Every line below needs to be transcribed without alteration, and no image may be carried over.

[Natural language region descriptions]
BEGIN

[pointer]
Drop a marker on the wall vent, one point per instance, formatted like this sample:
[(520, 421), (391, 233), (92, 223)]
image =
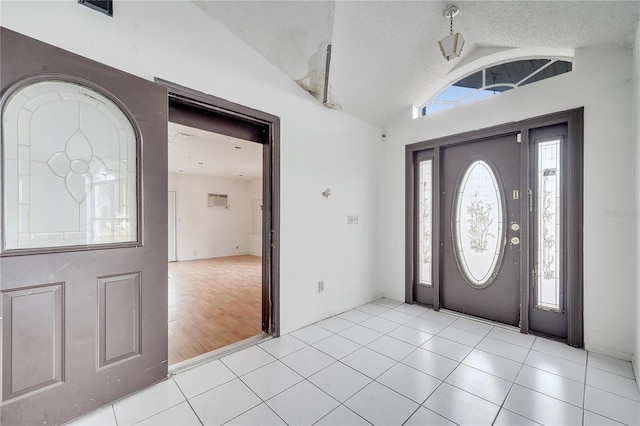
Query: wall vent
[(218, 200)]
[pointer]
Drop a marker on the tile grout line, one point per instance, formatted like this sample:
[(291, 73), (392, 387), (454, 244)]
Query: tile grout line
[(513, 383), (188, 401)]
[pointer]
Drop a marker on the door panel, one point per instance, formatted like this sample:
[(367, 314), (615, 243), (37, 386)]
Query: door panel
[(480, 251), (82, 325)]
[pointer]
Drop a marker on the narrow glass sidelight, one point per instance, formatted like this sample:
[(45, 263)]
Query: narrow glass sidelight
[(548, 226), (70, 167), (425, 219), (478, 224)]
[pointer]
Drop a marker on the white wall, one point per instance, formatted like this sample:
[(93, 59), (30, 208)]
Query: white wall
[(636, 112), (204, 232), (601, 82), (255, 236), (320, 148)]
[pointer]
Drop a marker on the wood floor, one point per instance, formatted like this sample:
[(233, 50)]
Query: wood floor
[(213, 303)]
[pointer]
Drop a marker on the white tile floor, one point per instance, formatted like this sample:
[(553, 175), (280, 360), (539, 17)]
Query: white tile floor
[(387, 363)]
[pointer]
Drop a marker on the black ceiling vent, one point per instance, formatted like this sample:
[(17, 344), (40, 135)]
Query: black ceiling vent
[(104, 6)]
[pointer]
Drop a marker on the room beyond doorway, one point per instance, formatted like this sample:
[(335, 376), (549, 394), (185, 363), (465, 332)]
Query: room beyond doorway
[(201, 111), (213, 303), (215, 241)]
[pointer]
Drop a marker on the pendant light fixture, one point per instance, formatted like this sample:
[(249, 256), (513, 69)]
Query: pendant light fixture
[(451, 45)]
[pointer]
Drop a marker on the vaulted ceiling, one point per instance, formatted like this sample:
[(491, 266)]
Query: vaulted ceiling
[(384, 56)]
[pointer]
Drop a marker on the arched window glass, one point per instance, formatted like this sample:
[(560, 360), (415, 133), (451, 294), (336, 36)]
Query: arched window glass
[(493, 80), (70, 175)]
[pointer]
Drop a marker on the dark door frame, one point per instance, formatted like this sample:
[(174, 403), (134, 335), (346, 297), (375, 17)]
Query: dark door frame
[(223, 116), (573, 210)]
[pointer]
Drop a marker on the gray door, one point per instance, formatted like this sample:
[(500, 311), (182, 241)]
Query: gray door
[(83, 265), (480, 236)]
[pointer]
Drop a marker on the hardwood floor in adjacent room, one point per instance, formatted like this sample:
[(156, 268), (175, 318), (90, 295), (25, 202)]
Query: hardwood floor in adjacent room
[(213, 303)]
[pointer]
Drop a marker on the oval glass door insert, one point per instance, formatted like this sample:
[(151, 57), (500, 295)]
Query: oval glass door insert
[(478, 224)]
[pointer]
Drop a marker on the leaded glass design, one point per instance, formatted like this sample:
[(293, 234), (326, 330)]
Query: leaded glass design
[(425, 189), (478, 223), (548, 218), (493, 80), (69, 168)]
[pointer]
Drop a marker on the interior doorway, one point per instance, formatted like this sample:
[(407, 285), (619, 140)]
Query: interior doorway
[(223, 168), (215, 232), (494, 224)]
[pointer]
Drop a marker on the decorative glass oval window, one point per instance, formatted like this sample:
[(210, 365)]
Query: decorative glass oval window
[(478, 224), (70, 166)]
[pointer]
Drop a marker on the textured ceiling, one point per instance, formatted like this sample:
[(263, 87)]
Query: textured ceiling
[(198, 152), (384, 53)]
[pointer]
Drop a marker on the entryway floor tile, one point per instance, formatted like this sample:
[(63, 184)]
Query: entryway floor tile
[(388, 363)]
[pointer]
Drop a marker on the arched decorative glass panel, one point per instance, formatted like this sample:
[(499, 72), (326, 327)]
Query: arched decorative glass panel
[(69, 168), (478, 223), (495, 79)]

END

Answer to this problem:
[pointer]
Drop a marker on the wall vent, one point per instance, formatted like this sample:
[(520, 421), (391, 233), (92, 223)]
image =
Query: wall vent
[(218, 200)]
[pointer]
Drop a marker on the tile grout line, one point per instance, formatted like this sample:
[(291, 73), (392, 387), (454, 244)]
Query: tile grout line
[(513, 383), (188, 401)]
[pointer]
Drop a marker on the door panel, one point per instance, formatted like this sample:
[(367, 314), (615, 243), (37, 386)]
Query: door panel
[(480, 251), (82, 325)]
[pointer]
Drop a marker on the narrow glass sidelight, one point per instance, formatted like this sample:
[(45, 263)]
Query: narrow glass sidelight
[(548, 226), (70, 167), (425, 219), (478, 224)]
[pointer]
Drop a marker on the white wall, one point per instance, formatted like this sample:
[(93, 59), (30, 208)]
Query: white wall
[(636, 112), (204, 232), (601, 82), (255, 236), (320, 148)]
[pointer]
Drop a marker on the wood floor, one point per instance, formatted like this sample:
[(233, 50)]
Query: wood floor
[(213, 303)]
[pointer]
Drop a marker on the white tile floor, one point per instance, formatted like this sample:
[(553, 175), (280, 360), (539, 17)]
Query: white tile floor
[(387, 363)]
[pointer]
Drop a marker on the black ceiling vent, one point per instance, formatted like this sample:
[(17, 344), (40, 135)]
Query: black ceiling vent
[(104, 6)]
[pointer]
Drop a marker on the room beyond doorway, one point per instance, formatted like this sample:
[(335, 376), (549, 394), (185, 363), (465, 332)]
Query: room beyond doorway
[(201, 111), (213, 303), (215, 241)]
[pointer]
Drop a marker on the pendant light fixture, one point per instance, formatted like this sample:
[(249, 256), (513, 69)]
Query: pendant light fixture
[(451, 45)]
[pointer]
Drop a marker on the vaulted ceiling, one point per instance, formatted like this sample:
[(491, 266)]
Query: vaulted ceiling
[(384, 56)]
[pointer]
Drop a marker on the arched window glass, one point per instance, formatted like this sample:
[(560, 360), (415, 133), (451, 294), (336, 36)]
Query: arched window glass
[(493, 80), (70, 175)]
[pointer]
Drop a marker on the dark door frame, one point per instance, formatted like this sample:
[(174, 403), (134, 335), (346, 297), (375, 17)]
Query: dark door frame
[(223, 116), (573, 210)]
[pointer]
Drop a marker on the gray door, one point per instance, formatted like this sample:
[(500, 311), (182, 241)]
Query: gray door
[(83, 265), (480, 236)]
[pointer]
Drop a marker on the hardwood floor in adjacent room, one point per instance, formatted like this sample:
[(156, 268), (175, 318), (90, 295), (25, 202)]
Query: hardwood floor in adjacent room
[(213, 303)]
[pointer]
Drop a marker on the oval glass door insert, one point per instance, formatted like this sample:
[(151, 57), (500, 295)]
Query: oval glass door insert
[(478, 224)]
[pointer]
Drop a marker on the leaded glass design, one point per instance, formatted like this sample:
[(293, 234), (326, 330)]
Query: leaded glass design
[(425, 189), (478, 223), (548, 218), (493, 80), (69, 168)]
[pointer]
Drop a marker on the interior doorway, one point per instance, formatted like this sample:
[(407, 285), (619, 140)]
Query: interior doorway
[(223, 168), (215, 232), (494, 224)]
[pointer]
Drop a marker on the decorative glass oval window, one point per instance, formatted like this sample:
[(210, 365)]
Query: decorative glass oval window
[(478, 224), (70, 166)]
[pointer]
Drop a marker on the textured ceiling, one point per instance, formatted like this sample:
[(263, 87)]
Query: textured ceiling
[(198, 152), (384, 53)]
[pointer]
Drop a marker on the entryway floor tile, one point per instance, formatted like this sample:
[(63, 184)]
Query: entryway floor tile
[(388, 363)]
[pointer]
Drop a marker on the arched decorative glass panel, one point per instance, formatted like this sample:
[(499, 72), (326, 327)]
Query: arched decorative glass panel
[(69, 168), (478, 223), (495, 79)]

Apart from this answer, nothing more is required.